The task
Pick out each line of the records that contains the word "black" and copy it.

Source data
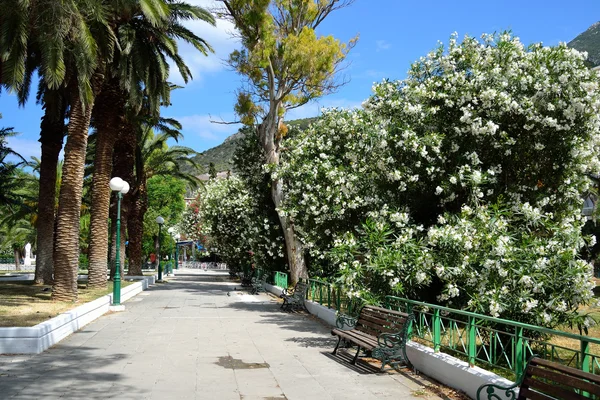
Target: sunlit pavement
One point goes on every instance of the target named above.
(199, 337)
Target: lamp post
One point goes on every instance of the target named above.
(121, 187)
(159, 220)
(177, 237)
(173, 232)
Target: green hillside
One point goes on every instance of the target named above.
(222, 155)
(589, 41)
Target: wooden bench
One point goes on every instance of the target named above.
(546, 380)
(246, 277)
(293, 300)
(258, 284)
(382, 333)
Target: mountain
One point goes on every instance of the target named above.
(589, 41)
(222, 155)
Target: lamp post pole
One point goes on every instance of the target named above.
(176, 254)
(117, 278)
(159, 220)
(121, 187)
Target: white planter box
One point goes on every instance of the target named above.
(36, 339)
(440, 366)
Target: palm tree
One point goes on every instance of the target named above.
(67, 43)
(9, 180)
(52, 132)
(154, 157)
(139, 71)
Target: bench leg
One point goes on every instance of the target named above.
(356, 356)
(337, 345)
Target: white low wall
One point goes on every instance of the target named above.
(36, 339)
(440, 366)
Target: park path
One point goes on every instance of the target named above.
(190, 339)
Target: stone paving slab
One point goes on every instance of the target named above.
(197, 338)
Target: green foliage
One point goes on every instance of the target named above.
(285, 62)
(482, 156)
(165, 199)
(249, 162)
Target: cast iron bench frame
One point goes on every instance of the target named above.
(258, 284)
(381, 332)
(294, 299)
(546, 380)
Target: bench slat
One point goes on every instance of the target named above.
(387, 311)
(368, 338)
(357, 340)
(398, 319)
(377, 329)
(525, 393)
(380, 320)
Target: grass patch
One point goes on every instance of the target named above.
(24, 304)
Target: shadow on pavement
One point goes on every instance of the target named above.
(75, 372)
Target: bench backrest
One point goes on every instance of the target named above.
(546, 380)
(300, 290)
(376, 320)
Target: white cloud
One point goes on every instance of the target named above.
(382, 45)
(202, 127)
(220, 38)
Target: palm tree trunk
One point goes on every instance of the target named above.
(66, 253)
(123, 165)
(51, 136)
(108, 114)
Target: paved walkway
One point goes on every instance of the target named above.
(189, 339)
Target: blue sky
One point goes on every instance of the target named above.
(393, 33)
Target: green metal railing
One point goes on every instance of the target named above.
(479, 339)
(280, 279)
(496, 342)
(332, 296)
==
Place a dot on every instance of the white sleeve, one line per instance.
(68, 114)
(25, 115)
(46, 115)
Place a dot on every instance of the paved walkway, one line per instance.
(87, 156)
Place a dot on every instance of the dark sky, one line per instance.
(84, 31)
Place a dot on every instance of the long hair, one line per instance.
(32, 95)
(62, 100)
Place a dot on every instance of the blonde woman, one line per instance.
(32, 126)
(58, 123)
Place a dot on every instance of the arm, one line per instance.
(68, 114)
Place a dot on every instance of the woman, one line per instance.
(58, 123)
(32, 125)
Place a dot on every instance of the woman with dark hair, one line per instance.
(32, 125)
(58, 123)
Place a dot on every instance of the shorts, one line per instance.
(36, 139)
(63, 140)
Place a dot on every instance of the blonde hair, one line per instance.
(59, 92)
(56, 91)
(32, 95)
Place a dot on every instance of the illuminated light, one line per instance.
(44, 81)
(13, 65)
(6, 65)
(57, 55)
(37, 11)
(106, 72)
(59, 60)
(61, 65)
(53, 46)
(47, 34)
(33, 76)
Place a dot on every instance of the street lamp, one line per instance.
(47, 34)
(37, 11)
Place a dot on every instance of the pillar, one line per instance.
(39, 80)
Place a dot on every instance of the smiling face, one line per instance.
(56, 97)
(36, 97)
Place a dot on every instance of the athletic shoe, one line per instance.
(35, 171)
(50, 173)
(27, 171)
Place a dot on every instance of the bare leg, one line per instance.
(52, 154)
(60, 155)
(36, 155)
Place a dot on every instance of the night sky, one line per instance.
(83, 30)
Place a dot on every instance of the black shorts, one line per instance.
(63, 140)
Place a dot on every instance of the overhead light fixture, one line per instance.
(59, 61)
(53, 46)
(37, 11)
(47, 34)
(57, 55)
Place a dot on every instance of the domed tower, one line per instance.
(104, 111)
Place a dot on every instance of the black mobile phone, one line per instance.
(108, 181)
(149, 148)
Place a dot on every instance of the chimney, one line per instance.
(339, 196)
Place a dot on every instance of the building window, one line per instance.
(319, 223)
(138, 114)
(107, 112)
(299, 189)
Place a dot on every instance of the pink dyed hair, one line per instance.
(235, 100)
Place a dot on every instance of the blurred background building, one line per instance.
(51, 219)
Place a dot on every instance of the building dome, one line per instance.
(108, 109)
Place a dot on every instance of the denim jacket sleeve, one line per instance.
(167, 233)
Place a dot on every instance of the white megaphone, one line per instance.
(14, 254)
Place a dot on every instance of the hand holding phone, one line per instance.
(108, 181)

Completed task
Place a dot on every instance of the black shorts, one line per instance.
Place a dot on every instance of the black mobile phone, one line per instance.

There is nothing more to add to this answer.